> [Document passage]

━━━━━━━━━━━━━━━━━━━━

Tunbridge Wells, Kent, England
Created | Updated Jul 31, 2003
Lord North, Dudley to his friends.
In 1606 Dudley was travelling to see Lord Abergavenny, whose country seat was Eridge Castle. Dudley, who was 25 at the time, had been living it up at the court of James I and was in dire need of some good rest and recuperation. While riding his horse down off Rusthall common into the woods, he stopped and found a chalybeate (meaning iron bearing) spring. The iron deposits in the water had turned the water slightly orange in colour and had stained the rocks and ground around the springs entrance.
The German Connection and The Dipper
At this time the German resort of Spa was receiving fashionable and wealthy people from all over Europe, who were drinking these waters for their so called health giving properties. Dudley recognised that this spring water was very similar to the German towns and decided to continue to drink it at his stay at Eridge. Miracle of miracles he gets better, soon he claims the waters restored him to perfect health and starts telling his friends of this wonderful curing water. News spread quickly and by 1608 Lord Abergavenny had approached the Lord of the Manor of Rusthall to sink a well, so visitors could easily get to the water aided by a 'dipper', a woman who would dispense the water.

━━━━━━━━━━━━━━━━━━━━

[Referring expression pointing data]
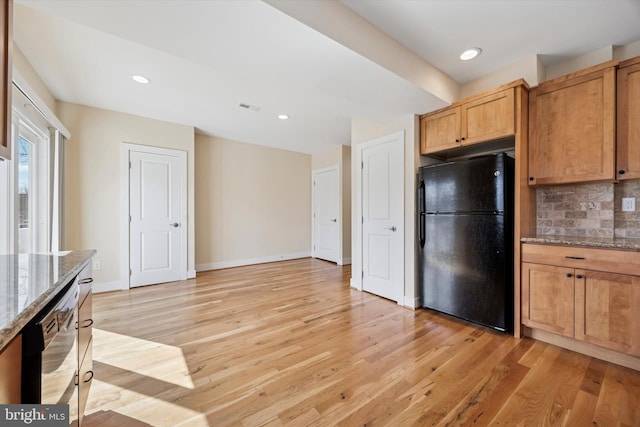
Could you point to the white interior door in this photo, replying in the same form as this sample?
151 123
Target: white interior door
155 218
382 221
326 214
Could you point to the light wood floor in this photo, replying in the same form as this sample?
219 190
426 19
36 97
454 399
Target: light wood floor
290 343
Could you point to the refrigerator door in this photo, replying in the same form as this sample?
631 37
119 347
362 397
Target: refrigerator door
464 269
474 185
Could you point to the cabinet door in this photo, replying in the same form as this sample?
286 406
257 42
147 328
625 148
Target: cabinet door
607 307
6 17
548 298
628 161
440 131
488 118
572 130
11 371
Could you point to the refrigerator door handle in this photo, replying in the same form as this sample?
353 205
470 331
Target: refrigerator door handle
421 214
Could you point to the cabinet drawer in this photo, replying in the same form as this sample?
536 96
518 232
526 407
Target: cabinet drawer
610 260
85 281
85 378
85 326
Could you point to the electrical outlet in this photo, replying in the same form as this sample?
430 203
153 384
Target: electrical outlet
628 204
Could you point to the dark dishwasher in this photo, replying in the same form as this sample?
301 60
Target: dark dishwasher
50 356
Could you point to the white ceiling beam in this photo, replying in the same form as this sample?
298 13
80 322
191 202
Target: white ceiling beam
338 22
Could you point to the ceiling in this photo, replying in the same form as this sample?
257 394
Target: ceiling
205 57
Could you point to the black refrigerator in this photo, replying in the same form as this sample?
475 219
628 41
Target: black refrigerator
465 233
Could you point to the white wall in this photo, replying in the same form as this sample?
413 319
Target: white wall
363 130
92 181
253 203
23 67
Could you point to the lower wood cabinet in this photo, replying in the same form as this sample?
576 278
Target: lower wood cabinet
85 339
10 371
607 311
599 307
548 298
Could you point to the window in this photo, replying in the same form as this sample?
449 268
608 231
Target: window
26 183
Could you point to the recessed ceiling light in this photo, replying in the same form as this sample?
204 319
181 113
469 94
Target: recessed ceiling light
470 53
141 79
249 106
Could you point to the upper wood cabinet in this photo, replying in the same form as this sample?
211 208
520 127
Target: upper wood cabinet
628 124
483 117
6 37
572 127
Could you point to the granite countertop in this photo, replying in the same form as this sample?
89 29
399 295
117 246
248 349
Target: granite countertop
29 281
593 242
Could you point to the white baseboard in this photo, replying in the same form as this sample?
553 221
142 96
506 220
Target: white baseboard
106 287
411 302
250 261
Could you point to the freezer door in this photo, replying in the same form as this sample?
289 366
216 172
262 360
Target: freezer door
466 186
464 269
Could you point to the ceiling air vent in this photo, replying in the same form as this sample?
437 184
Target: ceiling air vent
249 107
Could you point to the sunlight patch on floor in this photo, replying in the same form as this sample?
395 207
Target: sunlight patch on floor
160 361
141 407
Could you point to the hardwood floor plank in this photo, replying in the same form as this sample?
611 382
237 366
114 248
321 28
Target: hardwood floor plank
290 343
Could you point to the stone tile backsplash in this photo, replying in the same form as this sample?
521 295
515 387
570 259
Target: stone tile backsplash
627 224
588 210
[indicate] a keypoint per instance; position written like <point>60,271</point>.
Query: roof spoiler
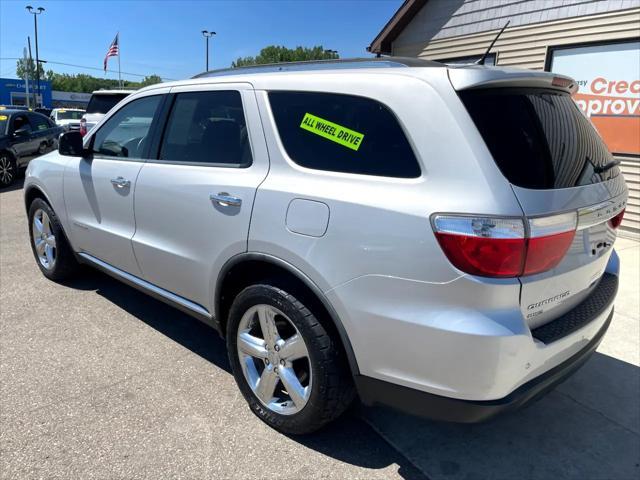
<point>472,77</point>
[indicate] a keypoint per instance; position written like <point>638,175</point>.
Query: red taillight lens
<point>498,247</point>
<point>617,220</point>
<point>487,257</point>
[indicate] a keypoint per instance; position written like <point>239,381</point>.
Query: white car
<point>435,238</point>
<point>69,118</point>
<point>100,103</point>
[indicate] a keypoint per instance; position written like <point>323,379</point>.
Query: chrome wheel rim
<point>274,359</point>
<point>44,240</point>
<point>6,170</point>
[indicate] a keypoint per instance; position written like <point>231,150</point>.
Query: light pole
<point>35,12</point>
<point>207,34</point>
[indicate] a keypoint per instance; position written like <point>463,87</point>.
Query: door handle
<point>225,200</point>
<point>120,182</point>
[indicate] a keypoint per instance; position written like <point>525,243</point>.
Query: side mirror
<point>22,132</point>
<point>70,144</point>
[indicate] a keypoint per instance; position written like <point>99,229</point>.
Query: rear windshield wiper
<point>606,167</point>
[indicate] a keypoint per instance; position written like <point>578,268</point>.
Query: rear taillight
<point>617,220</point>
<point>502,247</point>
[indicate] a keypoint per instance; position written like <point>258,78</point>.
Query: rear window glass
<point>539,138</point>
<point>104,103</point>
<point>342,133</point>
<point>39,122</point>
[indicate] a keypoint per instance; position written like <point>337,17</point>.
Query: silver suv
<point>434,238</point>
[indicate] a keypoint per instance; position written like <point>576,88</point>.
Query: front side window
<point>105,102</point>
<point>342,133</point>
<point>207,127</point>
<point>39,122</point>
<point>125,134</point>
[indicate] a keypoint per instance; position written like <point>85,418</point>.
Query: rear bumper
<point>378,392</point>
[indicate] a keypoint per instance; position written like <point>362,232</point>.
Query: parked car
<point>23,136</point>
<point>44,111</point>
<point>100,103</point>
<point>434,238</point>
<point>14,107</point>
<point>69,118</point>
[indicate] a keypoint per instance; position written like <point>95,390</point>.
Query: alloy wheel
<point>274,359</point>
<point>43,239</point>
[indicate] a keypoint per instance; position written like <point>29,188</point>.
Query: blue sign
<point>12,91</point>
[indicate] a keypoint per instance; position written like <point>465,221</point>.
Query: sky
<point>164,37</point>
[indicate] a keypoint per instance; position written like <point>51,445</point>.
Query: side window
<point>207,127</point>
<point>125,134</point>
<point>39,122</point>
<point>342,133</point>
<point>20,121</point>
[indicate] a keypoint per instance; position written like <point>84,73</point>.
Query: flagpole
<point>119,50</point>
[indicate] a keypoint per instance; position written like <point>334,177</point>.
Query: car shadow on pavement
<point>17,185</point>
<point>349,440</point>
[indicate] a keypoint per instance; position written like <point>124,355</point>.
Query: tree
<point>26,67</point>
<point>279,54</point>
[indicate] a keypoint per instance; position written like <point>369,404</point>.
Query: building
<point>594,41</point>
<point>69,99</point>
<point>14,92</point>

━━━━━━━━━━━━━━━━━━━━

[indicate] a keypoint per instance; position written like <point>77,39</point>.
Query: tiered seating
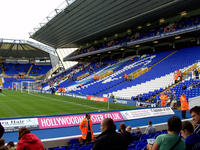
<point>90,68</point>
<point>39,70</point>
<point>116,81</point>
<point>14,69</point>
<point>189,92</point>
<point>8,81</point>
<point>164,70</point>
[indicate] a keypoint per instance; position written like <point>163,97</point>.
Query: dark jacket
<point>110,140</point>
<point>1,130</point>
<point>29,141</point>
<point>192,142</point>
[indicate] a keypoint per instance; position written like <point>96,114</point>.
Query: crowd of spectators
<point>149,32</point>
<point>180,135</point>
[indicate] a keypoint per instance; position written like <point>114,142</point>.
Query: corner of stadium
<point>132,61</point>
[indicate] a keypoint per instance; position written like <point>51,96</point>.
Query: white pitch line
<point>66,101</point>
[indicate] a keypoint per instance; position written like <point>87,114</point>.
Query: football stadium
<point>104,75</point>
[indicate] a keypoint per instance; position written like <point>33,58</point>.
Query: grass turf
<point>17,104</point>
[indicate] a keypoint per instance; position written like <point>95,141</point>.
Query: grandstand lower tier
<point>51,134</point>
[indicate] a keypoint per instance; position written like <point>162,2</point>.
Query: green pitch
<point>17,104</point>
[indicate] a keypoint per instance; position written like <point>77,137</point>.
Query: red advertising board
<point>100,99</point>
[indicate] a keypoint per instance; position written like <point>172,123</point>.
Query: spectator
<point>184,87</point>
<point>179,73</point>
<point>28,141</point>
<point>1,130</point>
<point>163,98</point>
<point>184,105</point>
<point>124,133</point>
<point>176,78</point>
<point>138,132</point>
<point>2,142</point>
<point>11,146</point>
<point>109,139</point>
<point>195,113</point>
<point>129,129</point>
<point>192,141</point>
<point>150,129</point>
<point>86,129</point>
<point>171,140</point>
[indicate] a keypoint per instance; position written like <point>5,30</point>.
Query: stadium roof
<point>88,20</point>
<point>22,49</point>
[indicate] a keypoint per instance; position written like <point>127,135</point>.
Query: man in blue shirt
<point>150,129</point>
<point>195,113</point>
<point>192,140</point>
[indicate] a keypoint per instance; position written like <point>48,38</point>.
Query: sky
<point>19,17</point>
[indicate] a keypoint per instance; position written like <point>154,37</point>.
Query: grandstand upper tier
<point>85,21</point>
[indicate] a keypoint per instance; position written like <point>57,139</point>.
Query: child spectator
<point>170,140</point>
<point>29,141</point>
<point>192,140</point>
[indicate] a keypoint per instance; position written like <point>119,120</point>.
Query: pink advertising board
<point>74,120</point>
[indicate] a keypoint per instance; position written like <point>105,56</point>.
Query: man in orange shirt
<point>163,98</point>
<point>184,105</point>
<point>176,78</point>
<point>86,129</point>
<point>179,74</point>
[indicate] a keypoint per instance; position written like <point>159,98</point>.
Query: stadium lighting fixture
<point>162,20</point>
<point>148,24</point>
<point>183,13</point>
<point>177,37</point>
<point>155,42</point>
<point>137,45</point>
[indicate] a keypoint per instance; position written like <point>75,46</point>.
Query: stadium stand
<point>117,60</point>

━━━━━━━━━━━━━━━━━━━━

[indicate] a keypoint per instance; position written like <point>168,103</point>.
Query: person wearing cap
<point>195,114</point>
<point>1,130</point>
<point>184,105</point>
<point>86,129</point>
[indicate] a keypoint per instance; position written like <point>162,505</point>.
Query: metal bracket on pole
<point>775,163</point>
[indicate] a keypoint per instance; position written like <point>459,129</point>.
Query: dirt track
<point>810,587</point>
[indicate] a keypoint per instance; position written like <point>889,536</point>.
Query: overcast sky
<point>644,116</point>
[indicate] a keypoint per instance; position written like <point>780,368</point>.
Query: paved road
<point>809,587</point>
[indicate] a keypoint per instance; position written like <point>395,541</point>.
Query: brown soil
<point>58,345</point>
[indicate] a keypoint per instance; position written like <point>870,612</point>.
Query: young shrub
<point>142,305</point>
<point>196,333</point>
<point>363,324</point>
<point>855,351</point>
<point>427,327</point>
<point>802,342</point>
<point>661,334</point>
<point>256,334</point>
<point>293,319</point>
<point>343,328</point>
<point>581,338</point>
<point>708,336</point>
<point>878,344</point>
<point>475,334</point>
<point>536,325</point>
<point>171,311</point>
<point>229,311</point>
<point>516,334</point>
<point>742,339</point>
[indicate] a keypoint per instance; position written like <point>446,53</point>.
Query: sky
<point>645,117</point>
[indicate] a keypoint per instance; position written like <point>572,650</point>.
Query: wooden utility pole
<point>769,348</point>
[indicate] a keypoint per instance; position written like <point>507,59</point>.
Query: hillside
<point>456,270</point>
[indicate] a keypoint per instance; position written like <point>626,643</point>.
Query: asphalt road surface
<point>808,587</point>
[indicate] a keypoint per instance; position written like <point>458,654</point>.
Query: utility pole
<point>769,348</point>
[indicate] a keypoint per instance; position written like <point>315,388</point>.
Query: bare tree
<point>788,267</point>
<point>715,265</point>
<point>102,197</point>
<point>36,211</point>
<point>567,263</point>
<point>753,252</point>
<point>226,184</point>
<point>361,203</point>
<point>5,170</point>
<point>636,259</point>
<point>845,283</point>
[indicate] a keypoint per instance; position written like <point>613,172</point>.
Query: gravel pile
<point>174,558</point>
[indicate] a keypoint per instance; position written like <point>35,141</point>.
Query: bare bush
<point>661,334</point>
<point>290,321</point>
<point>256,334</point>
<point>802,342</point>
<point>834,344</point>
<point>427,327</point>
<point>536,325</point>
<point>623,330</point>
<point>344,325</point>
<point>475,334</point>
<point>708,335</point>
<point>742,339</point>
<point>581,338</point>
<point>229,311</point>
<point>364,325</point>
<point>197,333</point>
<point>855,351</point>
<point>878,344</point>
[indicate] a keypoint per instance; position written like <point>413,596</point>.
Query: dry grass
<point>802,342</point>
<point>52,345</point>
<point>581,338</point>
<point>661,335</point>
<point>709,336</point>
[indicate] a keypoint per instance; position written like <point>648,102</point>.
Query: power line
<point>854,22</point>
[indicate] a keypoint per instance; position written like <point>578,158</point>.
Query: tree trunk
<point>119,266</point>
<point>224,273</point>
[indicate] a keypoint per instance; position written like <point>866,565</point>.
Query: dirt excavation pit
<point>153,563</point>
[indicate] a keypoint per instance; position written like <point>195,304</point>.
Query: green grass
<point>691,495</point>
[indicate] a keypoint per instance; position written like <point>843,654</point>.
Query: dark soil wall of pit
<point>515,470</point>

━━━━━━━━━━━━━━━━━━━━

> [Required work]
A – In the Tunbridge Wells passage, rewrite the part between "In 1606 Dudley" and "the springs entrance.", inclusive, changing "horse" to "pony".
B – According to the Tunbridge Wells passage, what did the iron deposits do to the color of the spring water?

> [Answers to each task]
A –
In 1606 Dudley was travelling to see Lord Abergavenny, whose country seat was Eridge Castle. Dudley, who was 25 at the time, had been living it up at the court of James I and was in dire need of some good rest and recuperation. While riding his pony down off Rusthall common into the woods, he stopped and found a chalybeate (meaning iron bearing) spring. The iron deposits in the water had turned the water slightly orange in colour and had stained the rocks and ground around the springs entrance.

B – They turned it slightly orange.